** SHORT EXERCISE **
Reproduce the material verbatim, from the line containing "of the background" through the line containing "POLYGON ((215 3, 47", with both of those lines included.

** TASK INPUT **
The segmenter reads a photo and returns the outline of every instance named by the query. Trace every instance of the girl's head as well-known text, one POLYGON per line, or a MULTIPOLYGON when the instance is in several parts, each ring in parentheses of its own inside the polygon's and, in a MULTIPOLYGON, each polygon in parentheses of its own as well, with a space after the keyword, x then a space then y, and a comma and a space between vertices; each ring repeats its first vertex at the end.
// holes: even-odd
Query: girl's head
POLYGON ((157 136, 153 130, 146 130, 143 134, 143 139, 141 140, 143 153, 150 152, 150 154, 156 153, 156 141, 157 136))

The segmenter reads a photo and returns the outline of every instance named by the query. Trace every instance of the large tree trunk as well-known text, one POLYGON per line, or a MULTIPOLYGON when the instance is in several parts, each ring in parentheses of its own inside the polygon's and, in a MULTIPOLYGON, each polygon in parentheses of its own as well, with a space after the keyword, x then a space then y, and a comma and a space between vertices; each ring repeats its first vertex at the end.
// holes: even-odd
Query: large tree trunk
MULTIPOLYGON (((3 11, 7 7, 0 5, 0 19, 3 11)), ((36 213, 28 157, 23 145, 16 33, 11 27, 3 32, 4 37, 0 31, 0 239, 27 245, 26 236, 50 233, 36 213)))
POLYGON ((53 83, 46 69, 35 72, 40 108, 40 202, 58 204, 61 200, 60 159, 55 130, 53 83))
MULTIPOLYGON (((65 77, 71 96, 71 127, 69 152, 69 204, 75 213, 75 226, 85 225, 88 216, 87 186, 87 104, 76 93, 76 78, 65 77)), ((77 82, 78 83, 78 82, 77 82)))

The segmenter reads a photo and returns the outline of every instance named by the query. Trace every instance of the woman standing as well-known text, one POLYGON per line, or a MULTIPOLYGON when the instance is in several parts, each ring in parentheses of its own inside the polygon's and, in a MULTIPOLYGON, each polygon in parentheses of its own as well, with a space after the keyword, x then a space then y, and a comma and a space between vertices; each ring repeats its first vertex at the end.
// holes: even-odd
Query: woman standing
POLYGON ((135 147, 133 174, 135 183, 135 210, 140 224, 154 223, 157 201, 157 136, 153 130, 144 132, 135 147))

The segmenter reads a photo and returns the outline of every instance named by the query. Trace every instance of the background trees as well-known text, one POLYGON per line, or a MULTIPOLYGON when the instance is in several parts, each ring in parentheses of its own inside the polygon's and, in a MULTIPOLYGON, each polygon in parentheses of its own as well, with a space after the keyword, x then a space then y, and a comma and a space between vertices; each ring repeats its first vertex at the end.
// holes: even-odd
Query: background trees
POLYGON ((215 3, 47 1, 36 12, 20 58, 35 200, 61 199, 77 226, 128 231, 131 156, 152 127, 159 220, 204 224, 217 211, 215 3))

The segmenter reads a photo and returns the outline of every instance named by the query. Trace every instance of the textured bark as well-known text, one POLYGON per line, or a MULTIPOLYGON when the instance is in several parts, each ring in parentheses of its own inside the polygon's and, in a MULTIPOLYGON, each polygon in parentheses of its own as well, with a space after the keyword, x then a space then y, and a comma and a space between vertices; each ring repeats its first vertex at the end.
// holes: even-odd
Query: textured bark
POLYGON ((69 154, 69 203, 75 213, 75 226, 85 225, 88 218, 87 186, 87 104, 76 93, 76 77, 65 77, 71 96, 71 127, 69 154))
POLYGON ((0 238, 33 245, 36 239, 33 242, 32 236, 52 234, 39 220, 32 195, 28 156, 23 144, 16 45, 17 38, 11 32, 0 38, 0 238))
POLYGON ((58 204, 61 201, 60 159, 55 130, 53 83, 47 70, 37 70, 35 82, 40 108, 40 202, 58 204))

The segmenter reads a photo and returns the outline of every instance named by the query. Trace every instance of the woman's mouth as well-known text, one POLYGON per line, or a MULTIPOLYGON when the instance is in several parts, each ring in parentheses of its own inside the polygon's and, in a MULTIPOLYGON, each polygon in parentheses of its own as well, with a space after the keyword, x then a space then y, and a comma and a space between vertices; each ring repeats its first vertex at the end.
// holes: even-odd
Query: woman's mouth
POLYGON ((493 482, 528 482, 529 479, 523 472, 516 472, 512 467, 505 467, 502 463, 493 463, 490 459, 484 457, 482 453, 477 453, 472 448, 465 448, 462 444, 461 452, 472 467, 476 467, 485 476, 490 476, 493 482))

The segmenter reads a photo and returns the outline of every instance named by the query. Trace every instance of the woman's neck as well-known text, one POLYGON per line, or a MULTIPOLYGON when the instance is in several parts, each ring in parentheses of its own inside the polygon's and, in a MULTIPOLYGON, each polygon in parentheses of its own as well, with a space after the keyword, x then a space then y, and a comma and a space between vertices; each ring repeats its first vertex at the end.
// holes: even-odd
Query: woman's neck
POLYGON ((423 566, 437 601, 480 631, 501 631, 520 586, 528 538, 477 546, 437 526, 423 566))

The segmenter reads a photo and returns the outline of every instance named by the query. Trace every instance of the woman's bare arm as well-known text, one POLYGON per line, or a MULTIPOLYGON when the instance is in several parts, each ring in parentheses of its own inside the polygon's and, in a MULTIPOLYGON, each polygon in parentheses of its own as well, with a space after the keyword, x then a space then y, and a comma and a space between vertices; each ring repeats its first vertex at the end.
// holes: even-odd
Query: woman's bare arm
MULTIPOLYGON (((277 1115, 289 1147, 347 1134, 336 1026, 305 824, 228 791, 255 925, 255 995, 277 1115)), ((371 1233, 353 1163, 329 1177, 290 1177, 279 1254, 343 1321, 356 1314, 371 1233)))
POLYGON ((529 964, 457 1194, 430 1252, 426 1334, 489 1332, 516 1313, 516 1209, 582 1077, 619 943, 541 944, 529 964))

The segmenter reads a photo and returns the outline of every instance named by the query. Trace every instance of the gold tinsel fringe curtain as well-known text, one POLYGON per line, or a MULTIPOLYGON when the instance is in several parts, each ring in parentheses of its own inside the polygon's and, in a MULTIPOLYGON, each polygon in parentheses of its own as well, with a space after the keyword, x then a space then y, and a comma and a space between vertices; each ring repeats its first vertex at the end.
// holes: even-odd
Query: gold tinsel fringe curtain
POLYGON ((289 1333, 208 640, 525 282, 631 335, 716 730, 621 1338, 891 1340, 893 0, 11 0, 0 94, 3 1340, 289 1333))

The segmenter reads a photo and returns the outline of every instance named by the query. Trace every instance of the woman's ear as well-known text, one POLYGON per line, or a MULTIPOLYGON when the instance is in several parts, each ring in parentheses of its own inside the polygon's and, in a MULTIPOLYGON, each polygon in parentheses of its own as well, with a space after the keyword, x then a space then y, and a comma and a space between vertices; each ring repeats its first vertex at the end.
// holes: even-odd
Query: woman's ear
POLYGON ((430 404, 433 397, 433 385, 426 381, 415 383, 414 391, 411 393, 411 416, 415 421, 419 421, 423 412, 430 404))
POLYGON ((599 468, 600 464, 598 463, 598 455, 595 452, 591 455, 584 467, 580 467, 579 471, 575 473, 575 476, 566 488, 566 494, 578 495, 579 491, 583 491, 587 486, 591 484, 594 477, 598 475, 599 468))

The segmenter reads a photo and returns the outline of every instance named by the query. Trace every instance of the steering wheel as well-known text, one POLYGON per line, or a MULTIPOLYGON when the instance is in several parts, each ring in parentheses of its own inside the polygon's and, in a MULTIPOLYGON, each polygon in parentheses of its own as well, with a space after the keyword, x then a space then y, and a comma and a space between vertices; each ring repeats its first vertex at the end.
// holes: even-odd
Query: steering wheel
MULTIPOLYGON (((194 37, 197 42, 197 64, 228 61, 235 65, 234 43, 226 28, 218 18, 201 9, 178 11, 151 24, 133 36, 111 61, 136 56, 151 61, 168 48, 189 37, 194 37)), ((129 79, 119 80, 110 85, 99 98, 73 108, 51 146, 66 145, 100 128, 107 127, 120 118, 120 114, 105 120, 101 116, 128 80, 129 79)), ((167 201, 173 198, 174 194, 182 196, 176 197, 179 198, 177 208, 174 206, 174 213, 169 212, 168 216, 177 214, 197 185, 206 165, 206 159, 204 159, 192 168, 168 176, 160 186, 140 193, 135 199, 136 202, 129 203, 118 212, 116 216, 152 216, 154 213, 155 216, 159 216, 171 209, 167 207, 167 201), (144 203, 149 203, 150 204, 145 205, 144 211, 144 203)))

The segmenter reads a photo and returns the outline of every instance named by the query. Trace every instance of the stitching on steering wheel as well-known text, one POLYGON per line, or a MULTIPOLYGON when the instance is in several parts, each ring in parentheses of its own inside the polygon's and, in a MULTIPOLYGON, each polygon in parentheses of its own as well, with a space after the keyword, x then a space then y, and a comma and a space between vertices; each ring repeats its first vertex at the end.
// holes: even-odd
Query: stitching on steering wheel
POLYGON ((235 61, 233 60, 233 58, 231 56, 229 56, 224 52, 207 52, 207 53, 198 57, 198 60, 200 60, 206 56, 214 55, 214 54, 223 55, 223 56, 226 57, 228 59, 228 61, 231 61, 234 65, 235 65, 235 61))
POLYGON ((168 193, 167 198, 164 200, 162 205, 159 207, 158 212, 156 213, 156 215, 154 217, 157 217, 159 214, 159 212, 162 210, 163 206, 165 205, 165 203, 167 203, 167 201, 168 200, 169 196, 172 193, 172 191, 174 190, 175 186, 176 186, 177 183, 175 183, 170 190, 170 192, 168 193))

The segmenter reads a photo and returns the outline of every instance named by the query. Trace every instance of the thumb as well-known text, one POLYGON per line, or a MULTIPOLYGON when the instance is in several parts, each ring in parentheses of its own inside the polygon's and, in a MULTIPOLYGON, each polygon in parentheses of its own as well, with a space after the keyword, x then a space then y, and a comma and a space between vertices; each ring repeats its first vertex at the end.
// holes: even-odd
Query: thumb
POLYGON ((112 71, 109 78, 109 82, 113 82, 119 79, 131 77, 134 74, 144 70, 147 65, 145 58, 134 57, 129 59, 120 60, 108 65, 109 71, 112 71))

** EXPECTED ANSWER **
The segmenter reads a photo and returns the outline of every instance named by the query. Trace every instance of the background trees as well-known text, one POLYGON per line, or a MULTIPOLYGON when the instance is in several parts, each ring in parentheses of its own inside the polygon's and, in a MULTIPOLYGON, each polygon in parentheses of its own as well, with a space after the keyword, x then a space then y, and a comma and a space between vertices; each ring repeats its first vertex at the end.
// holes: even-odd
Query: background trees
POLYGON ((215 3, 47 1, 36 12, 20 58, 35 200, 61 199, 77 226, 128 231, 131 156, 152 127, 159 220, 204 224, 217 211, 215 3))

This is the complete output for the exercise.